### Written request
Reproduce the listing word for word, from its first line up to and including the line with "[185, 30, 200, 47]".

(Records from a collection)
--*--

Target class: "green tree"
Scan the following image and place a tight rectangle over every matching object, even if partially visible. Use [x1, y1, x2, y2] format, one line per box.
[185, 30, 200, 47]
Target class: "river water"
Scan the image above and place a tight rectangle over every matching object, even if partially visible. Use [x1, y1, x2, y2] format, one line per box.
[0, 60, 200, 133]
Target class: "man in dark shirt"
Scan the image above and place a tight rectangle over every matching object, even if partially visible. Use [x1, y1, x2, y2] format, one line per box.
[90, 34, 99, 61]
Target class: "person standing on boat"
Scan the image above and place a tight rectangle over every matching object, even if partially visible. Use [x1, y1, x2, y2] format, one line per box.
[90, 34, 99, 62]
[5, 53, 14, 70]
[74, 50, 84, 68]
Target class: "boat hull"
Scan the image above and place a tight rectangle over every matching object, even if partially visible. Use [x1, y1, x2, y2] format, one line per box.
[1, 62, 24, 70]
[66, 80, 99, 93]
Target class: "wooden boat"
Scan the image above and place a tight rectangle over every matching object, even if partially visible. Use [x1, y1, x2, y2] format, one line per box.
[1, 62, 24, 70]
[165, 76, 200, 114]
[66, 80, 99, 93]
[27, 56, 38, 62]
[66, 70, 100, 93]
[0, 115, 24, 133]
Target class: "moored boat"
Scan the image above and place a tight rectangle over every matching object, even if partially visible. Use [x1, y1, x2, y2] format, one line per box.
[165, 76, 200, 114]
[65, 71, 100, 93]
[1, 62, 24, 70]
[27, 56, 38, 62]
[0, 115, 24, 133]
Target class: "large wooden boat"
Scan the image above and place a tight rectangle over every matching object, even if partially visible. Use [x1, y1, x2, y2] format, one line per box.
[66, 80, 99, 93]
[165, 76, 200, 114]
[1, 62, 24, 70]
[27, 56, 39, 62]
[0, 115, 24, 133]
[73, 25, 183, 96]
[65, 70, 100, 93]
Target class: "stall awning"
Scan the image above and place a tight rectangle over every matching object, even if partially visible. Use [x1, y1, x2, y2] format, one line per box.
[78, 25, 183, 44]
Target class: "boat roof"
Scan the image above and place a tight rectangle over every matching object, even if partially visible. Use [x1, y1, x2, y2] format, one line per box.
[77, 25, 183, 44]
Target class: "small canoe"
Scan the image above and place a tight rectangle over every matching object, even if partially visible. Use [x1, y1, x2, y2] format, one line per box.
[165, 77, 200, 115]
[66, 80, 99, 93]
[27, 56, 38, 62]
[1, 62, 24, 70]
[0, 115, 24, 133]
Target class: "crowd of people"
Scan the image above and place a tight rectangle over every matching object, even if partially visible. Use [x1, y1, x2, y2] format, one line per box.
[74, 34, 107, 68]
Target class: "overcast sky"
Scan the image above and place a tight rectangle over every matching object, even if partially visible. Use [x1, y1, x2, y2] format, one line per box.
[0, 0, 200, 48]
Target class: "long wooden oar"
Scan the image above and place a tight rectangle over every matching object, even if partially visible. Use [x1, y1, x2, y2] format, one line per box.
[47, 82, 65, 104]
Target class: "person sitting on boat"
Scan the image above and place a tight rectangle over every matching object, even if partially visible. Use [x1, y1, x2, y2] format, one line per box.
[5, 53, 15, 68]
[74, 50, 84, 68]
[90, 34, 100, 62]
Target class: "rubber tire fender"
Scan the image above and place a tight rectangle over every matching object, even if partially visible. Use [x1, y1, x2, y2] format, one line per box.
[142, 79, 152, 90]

--*--

### Task response
Target class: "green tree"
Scan the following image and place a tight rectangle over every matching object, even if partially visible. Use [x1, y1, x2, y2] format, one line per box.
[185, 30, 200, 47]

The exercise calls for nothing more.